- WHAT IS REQUIRED:
Can you repeat the passage of the Laplace transform notes between "The unit step function (Heaviside" and "stretch it vertically.", inclusive, word for word?

- DOCUMENT EXCERPT:
• • • • •

4.5 Laplace Transform of Piecewise Functions

Amir Tavangar

Laplace Transform

4.5 Laplace Transform of Piecewise Functions

A. Step function

In this section, we explore how to apply the Laplace Transform to piecewise continuous functions. In the next section, we will address solving initial value problems that involve second-order differential equations with constant coefficients where the forcing function $f (t)$ is a continuous piecewise function.

Jump discontinuities often occur in physical situations like switching mechanisms or abrupt changes in forces acting on the system. To handle such discontinuities in the Laplace domain, we utilize the unit step function to transform piecewise functions into a form amenable to Laplace transforms and subsequently find piecewise continuous inverses of Laplace transforms for the solution.

The unit step function (Heaviside function) $u (t)$ is defined as

$u (t) = {\begin{cases} 0 & t < 0 \\ 1 & t \geq 0 \end{cases}$

It steps (or jumps) from 0 to 1 at $t = 0$ . By shifting the input argument $t$ , we can move the step to different locations.

$u (t - a) = {\begin{cases} 0 & t - a < 0 \\ 1 & t - a \geq 0 \end{cases}$ $\to$ $u_{a} (t) = u (t - a) = {\begin{cases} 0 & t < a \\ 1 & t \geq a \end{cases}$

The step function can also be transformed, e.g., shifted, stretched, or compressed. For example, by multiplying $u (t)$ by some constant $M > 1$ , we can stretch it vertically.

$M u (t - a) = {\begin{cases} 0 & t < a \\ M & t \geq a \end{cases}$

Or by combined shifting and reflecting $u (t)$ , we can opposite the way the function switches on and off.

• • • • •

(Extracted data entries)
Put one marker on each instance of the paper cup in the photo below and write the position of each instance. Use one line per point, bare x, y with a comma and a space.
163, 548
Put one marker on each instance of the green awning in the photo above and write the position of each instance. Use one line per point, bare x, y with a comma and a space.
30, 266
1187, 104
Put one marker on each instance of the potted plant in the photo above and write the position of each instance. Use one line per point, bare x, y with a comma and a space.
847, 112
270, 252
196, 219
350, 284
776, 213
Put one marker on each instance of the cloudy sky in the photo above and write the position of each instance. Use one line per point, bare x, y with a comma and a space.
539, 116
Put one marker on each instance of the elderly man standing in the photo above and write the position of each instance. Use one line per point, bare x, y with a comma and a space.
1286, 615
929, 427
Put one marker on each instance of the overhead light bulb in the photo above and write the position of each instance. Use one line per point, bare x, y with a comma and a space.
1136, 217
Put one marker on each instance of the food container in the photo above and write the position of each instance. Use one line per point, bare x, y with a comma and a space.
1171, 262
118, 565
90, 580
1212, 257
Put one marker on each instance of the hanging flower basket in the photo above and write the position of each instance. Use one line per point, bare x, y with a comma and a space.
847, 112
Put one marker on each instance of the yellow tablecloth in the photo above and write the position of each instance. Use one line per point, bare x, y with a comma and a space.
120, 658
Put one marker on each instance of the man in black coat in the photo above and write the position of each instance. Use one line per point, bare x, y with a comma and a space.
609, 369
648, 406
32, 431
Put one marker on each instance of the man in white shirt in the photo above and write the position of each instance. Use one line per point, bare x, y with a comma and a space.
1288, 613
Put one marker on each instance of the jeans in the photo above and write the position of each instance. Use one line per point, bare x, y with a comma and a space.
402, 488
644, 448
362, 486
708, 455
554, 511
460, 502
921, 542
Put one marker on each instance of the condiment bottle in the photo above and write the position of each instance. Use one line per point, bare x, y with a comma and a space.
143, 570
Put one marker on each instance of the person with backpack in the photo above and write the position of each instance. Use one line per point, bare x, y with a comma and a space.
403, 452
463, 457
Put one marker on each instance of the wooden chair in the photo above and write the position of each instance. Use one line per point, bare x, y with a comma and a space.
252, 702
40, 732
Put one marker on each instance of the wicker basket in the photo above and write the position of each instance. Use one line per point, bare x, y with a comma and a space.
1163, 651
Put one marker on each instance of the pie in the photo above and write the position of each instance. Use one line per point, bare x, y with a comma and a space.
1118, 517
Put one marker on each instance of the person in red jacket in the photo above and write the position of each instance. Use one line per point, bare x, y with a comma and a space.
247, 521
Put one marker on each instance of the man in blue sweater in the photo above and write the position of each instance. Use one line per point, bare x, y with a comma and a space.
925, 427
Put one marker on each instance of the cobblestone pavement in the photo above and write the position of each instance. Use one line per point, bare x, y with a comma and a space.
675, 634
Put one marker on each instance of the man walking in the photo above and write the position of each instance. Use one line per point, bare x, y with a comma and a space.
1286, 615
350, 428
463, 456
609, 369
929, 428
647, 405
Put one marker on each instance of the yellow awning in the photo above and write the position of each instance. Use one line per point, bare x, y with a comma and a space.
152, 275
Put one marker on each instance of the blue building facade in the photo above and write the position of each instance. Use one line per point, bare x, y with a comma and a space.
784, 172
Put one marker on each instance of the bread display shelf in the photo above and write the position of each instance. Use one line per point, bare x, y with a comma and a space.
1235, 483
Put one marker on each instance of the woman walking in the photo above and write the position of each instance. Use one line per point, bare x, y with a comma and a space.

• • • • •

- WRITTEN SOLUTION:
The unit step function (Heaviside function) $u (t)$ is defined as

$u (t) = {\begin{cases} 0 & t < 0 \\ 1 & t \geq 0 \end{cases}$

It steps (or jumps) from 0 to 1 at $t = 0$ . By shifting the input argument $t$ , we can move the step to different locations.

$u (t - a) = {\begin{cases} 0 & t - a < 0 \\ 1 & t - a \geq 0 \end{cases}$ $\to$ $u_{a} (t) = u (t - a) = {\begin{cases} 0 & t < a \\ 1 & t \geq a \end{cases}$

The step function can also be transformed, e.g., shifted, stretched, or compressed. For example, by multiplying $u (t)$ by some constant $M > 1$ , we can stretch it vertically.